╭─ Текст для разбора
Но круче всех был начальник отделения кадров и строевого майор Зайцев. Его в отпуске тщетно пыталась охмурить одна из прапорщиц, отправившаяся с ним вместе в круиз. Все выяснилось, когда в штаб с жалобой на майора обратился солдат. Суть претензии заключалась в том, что майор предложил заняться с солдатом оральным сексом. А за проявленное солдатом мужество и героизм (риск лишиться мужского достоинства все же имел место) майор ему обещал отправить представление на медаль «За боевые заслуги». Но подлый майор, исполнив минет, ни на медаль «За боевые заслуги», ни даже на значок «За половые потуги» представления не отправил. Солдат просил вое-становить справедливость. Состоялось разбирательство, Зайцев вынужден был давать объяснения в письменном виде. Там, в частности, он оправдывался тем, что «действительно брал член в рот, но солдата до оргазма не доводил».
Странное дело, но даже при действовавшей в то время 122 статье УК РСФСР «За мужеложество», этим «сизарям» абсолютно ничего не было.
В 1984 году в одной из мотострелких рот семидесятой бригады выявились преступные действия командира роты, Валеры Кузьмина. Ему инкриминировали грабеж мирного населения и убийства. Сначала приговорили к расстрелу, затем он лет шесть отсидел в камере смертников, а после был освобожден.
Но суть не в том. В ходе расследования выяснилось, что для прикрытия его противоправной деятельности он «отстегивал» различные суммы командованию и политотделу соединения. В частности, он сообщил, что такого-то числа в батальон прилетал на вертолете парторг бригады подполковник Волков, которому Валера передал пятьдесят тысяч афгани. Началось расследование факта взятки.
Интересно объяснение Волкова, который признал, что деньги от Кузьмина он получил: «Но при перелете обратно деньги, находившиеся в целлофановом пакете, выдуло через открытую дверь». Удивительно другое — что даже при наличии такого, явно украденного у Челентано в кинокартине «Блеф» объяснения, Волков — «ум, честь и совесть нашей эпохи» — остался на своей должности.
В начале 1985 года я возвращался из своего первого отпуска в Афганистан. Честно говоря, ситуация в Союзе, где мне не с кем было перекинуться парой слов так, чтобы меня поняли, меня так достала, что в Афган мне не просто хотелось, я туда рвался. Нет, конечно, все в Союзе проявляли особое уважение, но рассказать, что там действительно происходит, без опасности выглядеть трепачом, было сложно. А не сделав этого, не добьешься понимания со стороны собеседника. Поэтому, несмотря на то что мне еще полагался отпуск по болезни продолжительностью три недели, я решил его не использовать и вернуться «на ридну Афганщину». Перед отъездом один из друзей отца подарил мне неплохой нож ручной работы. Правда, малость перекаленный. Но работа была вполне приличная, а ножны кожаные с восточной инкрустацией. Нож для разведчика — вещь необходимая, поэтому я принял подарок с благодарностью, не забыв, по обычаю, отдать за нож «железную деньгу».
╰─
# [Задания]
A. Перепишите часть отрывка об Афганистане, которая начинается со слов «Но суть не в» и заканчивается словами «расследование факта взятки.». Замените в ней «вертолете» на «самолете».
B. Сколько денег, по словам Кузьмина из отрывка об Афганистане, он передал подполковнику Волкову?
C. Продолжите отрывок об Афганистане после его последнего предложения.
Следующий список с отрывком об Афганистане никак не связан.
╭─ Список
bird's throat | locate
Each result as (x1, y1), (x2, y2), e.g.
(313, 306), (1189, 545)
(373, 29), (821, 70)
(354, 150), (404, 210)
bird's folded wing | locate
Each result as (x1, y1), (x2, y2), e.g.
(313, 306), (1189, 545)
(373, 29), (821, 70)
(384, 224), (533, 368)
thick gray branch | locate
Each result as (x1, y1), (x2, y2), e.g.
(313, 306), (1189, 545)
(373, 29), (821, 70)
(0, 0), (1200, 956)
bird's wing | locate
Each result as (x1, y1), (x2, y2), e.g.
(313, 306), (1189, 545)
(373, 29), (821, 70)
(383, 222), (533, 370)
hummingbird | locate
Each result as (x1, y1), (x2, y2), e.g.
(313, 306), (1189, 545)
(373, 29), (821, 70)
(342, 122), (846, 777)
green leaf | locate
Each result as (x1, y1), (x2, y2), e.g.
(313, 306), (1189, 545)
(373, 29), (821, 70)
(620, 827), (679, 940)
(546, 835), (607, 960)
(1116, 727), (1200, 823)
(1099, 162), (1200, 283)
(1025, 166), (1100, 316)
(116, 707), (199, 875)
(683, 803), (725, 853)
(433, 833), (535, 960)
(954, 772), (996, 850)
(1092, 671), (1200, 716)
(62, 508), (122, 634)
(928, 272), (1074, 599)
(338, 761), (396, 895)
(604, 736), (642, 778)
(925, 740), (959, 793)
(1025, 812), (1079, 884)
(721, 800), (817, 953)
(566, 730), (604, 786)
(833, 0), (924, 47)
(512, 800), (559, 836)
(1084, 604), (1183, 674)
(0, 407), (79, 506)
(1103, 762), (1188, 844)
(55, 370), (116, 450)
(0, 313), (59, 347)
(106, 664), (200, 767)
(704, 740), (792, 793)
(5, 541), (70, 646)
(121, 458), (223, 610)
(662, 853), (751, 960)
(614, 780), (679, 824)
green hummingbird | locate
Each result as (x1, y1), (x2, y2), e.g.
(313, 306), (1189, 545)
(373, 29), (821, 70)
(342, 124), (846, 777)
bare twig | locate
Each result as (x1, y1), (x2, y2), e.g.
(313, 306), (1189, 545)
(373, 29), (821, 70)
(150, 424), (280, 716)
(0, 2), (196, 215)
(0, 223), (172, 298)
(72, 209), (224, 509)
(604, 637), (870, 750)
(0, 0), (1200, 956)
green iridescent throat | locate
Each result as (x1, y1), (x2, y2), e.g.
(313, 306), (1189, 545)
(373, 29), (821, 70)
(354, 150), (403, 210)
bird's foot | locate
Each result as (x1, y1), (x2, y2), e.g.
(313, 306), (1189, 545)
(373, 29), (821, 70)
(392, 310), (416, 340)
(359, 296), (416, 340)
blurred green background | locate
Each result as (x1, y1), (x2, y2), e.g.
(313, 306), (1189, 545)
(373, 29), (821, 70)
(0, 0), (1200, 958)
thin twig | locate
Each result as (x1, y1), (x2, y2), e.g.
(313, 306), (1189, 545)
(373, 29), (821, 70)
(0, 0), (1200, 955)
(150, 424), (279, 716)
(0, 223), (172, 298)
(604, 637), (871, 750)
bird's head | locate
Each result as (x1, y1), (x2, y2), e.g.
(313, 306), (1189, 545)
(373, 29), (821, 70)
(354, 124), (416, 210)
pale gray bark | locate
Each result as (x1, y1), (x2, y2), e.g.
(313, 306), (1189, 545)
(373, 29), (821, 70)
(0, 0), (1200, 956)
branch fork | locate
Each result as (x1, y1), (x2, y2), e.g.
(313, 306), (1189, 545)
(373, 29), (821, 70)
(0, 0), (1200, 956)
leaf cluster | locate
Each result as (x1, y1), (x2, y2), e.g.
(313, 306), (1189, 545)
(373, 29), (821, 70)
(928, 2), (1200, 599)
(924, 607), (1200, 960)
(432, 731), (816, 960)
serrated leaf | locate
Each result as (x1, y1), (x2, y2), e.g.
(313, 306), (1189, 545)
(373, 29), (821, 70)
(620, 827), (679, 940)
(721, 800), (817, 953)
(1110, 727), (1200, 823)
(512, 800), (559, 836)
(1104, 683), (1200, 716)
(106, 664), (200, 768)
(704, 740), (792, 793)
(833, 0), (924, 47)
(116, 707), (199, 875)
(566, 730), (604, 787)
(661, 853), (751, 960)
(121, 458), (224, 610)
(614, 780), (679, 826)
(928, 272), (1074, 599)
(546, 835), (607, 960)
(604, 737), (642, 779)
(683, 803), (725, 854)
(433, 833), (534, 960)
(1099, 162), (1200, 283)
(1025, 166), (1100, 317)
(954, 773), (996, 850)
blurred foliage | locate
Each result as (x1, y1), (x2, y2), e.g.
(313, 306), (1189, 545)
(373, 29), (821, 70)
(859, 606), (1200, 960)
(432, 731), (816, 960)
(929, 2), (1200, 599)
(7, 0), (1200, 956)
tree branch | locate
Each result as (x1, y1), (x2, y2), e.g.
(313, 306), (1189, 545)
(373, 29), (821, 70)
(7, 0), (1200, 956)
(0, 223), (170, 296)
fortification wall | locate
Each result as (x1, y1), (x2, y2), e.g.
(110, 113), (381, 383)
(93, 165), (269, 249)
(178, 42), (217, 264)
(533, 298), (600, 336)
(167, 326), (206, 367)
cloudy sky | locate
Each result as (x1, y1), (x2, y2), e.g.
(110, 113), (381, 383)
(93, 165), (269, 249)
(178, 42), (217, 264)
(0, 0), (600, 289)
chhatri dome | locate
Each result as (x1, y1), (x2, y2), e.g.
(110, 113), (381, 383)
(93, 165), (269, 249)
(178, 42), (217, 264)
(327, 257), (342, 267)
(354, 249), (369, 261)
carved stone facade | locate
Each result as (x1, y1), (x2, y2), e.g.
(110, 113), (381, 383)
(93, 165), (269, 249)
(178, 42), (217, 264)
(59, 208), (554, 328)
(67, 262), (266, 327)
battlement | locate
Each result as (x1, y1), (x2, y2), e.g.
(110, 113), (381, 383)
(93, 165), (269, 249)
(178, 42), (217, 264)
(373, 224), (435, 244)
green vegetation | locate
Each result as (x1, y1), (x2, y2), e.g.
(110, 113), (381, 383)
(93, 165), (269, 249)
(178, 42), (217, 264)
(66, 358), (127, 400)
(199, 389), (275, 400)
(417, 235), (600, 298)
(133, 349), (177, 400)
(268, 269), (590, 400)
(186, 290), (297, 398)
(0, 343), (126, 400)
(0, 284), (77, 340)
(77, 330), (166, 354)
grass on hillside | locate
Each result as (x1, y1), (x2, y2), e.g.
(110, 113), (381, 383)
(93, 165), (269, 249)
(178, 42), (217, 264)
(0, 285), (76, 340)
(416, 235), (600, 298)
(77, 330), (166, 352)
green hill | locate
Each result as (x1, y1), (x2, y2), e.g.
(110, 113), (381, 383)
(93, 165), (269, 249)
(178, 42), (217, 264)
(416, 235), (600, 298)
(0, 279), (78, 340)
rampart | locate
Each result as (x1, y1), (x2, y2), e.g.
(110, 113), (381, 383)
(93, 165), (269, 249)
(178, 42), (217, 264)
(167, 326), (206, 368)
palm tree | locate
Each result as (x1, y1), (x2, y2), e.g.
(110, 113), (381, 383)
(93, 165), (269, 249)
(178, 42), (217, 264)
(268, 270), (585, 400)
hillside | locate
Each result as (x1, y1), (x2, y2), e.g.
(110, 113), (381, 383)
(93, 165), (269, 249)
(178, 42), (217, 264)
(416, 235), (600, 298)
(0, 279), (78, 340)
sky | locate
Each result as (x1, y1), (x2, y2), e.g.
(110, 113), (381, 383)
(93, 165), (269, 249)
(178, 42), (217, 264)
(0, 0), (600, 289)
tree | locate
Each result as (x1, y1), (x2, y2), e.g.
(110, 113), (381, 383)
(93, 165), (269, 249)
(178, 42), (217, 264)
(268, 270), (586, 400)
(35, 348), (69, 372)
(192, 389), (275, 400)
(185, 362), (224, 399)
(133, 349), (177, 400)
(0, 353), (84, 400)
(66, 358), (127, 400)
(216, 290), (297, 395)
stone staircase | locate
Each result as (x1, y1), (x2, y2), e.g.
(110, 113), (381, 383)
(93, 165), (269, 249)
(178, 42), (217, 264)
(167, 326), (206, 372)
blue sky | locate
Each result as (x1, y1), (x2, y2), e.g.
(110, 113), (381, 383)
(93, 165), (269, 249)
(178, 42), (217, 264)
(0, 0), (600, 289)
╰─
# [Ответы по заданиям]
A.
Но суть не в том. В ходе расследования выяснилось, что для прикрытия его противоправной деятельности он «отстегивал» различные суммы командованию и политотделу соединения. В частности, он сообщил, что такого-то числа в батальон прилетал на самолете парторг бригады подполковник Волков, которому Валера передал пятьдесят тысяч афгани. Началось расследование факта взятки.

B. Пятьдесят тысяч афгани.

C.
Перед вылетом из Ташкента имевшуюся наличность растратил «в пьянках-гулянках». Оставалось рублей пять.
Раннее утро в Тузеле. Толпа хмурых и непохмелен-ных мужиков. Изредка встречаются и гражданки, летящие с нами. Кто-то, благоразумный, припрятав на утро бутылку пива, дует ее из горла. Кто-то соображает, поправляя голову втроем. Стоим в очереди на таможню. Очередь двигается слабо. Таможенники, хоть и «шманают» отлетающих, но выгоду свою не упустят. В Афгане, где объявлен «сухой» закон, водка стоит от 15 до 50 чеков. А вывозить можно не более литра водки и двух литров вина. Но все стараются провезти больше нормы. Для этого спирт маскируют под компоты с фруктами, закатывают огурцы в банки с водкой или самогоном.
Кого-то ловят, кто-то проскакивает. При выявлении очередного нарушителя «лишняя» водка принципиально, чтоб не досталась врагу, передается обратно в очередь, где ее и «приговаривают» сотоварищи.
Я тоже везу не литр водки, а три. Друзья написали, что мой орден «Красное знамя», ходивший, как беременная женщина девять месяцев, наконец прибыл. Обмыть его — дело святое.
На вопрос таможенника честно признаюсь, что везу лишнюю водку, но объясняю для чего. Таможенник понимающе кивает и водку оставляет. Далее задает дежурный вопрос о наличии холодного оружия. В другой ситуации можно было бы и слукавить, но после такого взаимопонимания честно показываю подарок.